* _AUFGABEN_:
A – In welcher Ecke des Plattenladens stöbert die Ich-Person laut der Glosse über den schüchternen Handtaschendieb, als der junge Mann sie anspricht?
B – Schreiben Sie die Glosse über den schüchternen Handtaschendieb im Anschluss an die Worte „Ach so.“ weiter.

* _LESETEXT_:
§

# taz.de -- Die Wahrheit: Schüchterner Handtaschendieb
       
       > In Hannover von einem jungen Mann angesprochen zu werden, weil der einen
       > für attraktiv hält, ist absurd. Oder vielleicht doch nicht …?
       
       Neulich war ich in Hannover. Dort gibt es einen netten Plattenladen in
       Bahnhofsnähe, dem statte ich stets rituell einen Besuch ab. Nun stand ich
       da also in der Independent-Ecke und kramte eine ganze Weile in den
       zahlreichen Neuerscheinungen herum, als mich ein junger Mann,
       schätzungsweise Mitte zwanzig, nach sichtbarer Überwindung vorsichtig
       ansprach: „Entschuldigung, dass ich dich einfach so anspreche, aber … äh …
       normalerweise mache ich so etwas nicht, aber … äääh … also, du bist mir
       echt voll aufgefallen und … jetzt bin ich ein bisschen aufgeregt, aber ich
       wollte mal fragen … ääääh … ma’n Kaffee trinken, oder so?“
       
       Obwohl sein Vortrag nicht länger als fünfundzwanzig Sekunden dauerte,
       schossen mir folgende Gedanken durch den Kopf: Der will bestimmt meine
       Handtasche klauen! Aber dafür steht er viel zu weit weg! Wie ungeschickt
       ist der eigentlich? Merkwürdig. Oder versucht der eine andere Masche? Er
       sieht zwar ganz gesund aus, keine Nadeln im Arm, ganz gute Zähne, also
       vermutlich nicht auf Crack. Was will er also?!
       
       Der junge Mann sah mich verunsichert an. Ich stierte zurück. Wir starrten
       uns mehrere Sekunden, die sich sehr in die Länge zogen, an, bis er einen
       erneuten Vorstoß wagte: „Speak English? Wanna go for a coffee … irgendwann
       mal?“ Ich: „Nein!“ Er, nach einer weiteren stillen Schrecksekunde: „Ach so.

§

* _DATENSATZAUSZUG_:
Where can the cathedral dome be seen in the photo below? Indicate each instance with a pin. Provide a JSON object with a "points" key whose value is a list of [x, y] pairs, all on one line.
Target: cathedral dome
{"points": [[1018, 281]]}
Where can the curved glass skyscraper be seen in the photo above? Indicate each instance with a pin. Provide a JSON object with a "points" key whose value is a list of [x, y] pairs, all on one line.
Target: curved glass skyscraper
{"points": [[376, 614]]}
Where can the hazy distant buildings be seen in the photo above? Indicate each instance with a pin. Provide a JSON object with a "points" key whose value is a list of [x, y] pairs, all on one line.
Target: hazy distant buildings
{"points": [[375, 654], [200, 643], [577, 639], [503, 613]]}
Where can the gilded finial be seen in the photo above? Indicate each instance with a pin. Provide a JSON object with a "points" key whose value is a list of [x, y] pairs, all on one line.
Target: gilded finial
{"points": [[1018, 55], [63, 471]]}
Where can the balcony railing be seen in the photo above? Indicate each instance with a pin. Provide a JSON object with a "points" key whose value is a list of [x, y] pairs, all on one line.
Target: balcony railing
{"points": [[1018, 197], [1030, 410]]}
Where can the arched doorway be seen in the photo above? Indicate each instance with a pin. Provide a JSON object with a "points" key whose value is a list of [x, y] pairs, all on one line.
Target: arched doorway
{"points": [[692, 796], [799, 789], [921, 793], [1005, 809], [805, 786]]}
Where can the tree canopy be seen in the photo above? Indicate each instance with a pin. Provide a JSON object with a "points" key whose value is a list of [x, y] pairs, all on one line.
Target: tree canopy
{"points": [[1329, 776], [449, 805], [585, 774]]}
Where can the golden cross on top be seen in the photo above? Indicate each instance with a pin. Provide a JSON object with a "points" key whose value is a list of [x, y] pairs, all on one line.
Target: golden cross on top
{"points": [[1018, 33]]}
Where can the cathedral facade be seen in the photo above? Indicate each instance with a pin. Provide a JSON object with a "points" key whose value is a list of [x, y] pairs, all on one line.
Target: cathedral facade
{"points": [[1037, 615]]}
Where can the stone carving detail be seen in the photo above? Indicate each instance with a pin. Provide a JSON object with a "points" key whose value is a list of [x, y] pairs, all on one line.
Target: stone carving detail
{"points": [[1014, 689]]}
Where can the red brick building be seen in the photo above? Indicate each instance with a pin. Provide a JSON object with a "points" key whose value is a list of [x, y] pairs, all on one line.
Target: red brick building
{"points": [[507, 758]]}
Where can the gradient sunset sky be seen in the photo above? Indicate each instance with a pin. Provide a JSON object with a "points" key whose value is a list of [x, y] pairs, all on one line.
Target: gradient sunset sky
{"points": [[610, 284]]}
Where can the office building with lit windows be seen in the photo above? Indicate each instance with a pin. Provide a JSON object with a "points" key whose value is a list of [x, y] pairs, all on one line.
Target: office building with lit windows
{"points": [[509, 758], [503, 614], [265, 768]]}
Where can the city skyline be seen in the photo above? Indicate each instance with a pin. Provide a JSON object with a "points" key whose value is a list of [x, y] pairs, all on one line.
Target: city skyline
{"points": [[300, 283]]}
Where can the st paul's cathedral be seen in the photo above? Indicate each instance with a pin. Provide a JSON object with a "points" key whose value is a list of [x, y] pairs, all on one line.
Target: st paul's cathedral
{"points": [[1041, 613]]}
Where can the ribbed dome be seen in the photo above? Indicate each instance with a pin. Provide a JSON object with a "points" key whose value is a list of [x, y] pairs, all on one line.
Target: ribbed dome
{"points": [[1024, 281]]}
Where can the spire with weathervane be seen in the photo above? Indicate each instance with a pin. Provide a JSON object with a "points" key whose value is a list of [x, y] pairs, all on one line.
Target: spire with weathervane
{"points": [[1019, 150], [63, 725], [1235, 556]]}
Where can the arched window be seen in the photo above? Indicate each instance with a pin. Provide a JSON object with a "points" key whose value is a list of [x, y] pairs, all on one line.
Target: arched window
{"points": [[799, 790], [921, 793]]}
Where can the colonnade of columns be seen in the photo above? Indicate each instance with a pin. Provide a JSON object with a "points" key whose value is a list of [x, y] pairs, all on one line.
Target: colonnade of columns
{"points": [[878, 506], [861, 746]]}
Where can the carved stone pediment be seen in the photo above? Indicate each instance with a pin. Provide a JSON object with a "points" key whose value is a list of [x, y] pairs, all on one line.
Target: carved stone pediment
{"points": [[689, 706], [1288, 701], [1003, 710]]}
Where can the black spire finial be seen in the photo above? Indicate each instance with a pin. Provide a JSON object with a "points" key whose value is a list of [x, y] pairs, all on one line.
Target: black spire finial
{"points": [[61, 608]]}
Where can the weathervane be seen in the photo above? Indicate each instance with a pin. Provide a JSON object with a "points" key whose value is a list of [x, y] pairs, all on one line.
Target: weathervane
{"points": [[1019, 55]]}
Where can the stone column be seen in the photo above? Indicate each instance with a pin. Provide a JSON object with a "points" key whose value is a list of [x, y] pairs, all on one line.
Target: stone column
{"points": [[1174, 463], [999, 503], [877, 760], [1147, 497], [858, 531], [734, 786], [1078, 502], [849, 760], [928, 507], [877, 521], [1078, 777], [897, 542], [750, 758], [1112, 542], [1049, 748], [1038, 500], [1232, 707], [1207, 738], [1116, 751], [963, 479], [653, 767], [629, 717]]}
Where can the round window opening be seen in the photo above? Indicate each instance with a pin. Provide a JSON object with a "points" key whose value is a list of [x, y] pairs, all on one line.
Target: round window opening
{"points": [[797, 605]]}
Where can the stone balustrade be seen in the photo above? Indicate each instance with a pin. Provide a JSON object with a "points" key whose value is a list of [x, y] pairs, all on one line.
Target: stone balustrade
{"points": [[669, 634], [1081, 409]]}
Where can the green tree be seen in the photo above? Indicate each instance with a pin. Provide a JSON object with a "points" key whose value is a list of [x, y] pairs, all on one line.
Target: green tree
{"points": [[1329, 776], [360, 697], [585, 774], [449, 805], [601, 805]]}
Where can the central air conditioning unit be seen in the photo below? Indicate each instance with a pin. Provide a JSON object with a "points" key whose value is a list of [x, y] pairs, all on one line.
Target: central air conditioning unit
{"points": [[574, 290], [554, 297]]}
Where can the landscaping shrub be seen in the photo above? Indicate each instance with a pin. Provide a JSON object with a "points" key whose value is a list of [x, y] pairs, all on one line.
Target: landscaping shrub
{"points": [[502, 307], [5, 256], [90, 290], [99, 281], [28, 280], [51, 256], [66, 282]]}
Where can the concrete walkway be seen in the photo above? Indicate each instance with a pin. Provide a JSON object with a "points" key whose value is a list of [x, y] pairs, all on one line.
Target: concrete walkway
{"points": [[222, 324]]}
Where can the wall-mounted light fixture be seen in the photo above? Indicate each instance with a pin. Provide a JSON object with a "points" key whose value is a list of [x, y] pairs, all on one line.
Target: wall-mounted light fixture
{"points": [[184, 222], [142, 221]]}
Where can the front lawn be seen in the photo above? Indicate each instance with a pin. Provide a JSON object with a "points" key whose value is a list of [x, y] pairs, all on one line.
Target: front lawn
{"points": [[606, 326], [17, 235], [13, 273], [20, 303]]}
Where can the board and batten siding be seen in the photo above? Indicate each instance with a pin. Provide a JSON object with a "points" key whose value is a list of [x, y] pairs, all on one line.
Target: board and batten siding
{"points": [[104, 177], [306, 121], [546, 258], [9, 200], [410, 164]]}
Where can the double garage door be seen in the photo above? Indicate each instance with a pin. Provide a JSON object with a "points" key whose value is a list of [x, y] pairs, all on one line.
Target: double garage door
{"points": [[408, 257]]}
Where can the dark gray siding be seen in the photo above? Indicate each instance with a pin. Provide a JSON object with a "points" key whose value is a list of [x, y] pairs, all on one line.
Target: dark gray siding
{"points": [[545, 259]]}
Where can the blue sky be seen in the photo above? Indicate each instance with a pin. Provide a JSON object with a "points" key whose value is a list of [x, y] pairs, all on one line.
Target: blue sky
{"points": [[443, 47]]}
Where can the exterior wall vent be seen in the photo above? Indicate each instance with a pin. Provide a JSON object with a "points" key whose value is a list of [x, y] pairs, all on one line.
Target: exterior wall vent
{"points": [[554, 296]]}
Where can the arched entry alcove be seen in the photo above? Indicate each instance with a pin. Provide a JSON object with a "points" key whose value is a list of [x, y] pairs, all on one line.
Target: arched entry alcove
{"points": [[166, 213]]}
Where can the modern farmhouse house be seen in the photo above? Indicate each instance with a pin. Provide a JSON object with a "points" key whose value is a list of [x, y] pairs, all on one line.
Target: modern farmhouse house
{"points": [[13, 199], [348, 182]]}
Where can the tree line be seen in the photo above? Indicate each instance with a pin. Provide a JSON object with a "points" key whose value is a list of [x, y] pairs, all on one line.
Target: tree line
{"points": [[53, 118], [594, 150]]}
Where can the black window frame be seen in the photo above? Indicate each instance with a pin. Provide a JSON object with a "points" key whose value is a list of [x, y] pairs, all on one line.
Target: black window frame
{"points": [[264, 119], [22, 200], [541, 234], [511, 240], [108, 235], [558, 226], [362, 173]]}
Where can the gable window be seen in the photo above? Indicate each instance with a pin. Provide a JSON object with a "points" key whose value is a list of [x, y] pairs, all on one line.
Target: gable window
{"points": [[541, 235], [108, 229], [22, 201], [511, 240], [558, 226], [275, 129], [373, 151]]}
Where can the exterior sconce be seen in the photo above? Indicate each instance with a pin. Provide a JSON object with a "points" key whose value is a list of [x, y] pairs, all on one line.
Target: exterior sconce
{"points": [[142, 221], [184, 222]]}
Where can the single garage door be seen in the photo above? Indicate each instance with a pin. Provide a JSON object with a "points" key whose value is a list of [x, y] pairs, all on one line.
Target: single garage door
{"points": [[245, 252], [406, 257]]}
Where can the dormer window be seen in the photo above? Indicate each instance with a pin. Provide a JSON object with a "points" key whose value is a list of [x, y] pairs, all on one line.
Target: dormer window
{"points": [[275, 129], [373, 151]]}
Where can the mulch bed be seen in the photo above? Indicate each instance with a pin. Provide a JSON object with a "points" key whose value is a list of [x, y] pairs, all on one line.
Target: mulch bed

§

* _LÖSUNGEN_:
A – In der Independent-Ecke.

B –
       Okay. Entschuldigung!“
       
       Er wendete sich ab, bereit zu gehen. Erst in diesem Moment erwog mein
       Unterbewusstsein die Möglichkeit, dass er vielleicht einfach nur das
       gemeint hatte, wonach er fragte. Womöglich wollte er tatsächlich mit mir
       einen Kaffee trinken, weil er mich … attraktiv fand. Es erschien mir
       absurd, gleichzeitig fand ich die Tatsache, dass ich sein Vorhaben absurd
       fand, sehr bestürzend. Ich war völlig verwirrt, antwortete bruchstückhaft:
       „Danke. Also echt jetzt. Aber ich … sorry … bin nur kurz in der Stadt und
       so. Sorry. Echt. Wegen bald wieder weg und so. Danke. Also fürs
       Ansprechen!“
       
       Ich weiß nicht, wer von uns beiden peinlicher berührt oder dämlicher
       guckte, jedenfalls entschuldigte er sich nochmal, lächelte dann ein wenig
       und ging. Er hätte mein Sohn sein können, wäre ich mit fünfzehn Mutter
       geworden! Aber vielleicht hat er auch gesehen, dass er keine Chance hatte,
       an meine Handtasche zu kommen, weil ich sie wie eine Geisteskranke
       umklammert hielt.
       
       Meiner Freundin, der ich die Begebenheit schilderte, meinte: „Was? Es hat
       dich einer angesprochen? Hier in Hannover?“ Und ein Freund aus Ostwestfalen
       fügte ernst hinzu: „Ich denke, es war wirklich ein Krimineller. Wärest du
       mit ihm Kaffee trinken gegangen, hätte er dich beklaut. Oder entführt.“
       
       Sprachs, spülte die Kaffeetasse und schloss in einer eigentümlichen
       Prozedur seinen Geschirrschrank ab. Ich bin umgeben von Pessimisten, kein
       Wunder, dass ich selbst so negativ eingestellt bin. Am besten, ich spreche
       sofort eine wildfremde Person an. Und wenn sie so blöd reagiert wie ich,
       dann, erst dann klaue ich ihr die Handtasche.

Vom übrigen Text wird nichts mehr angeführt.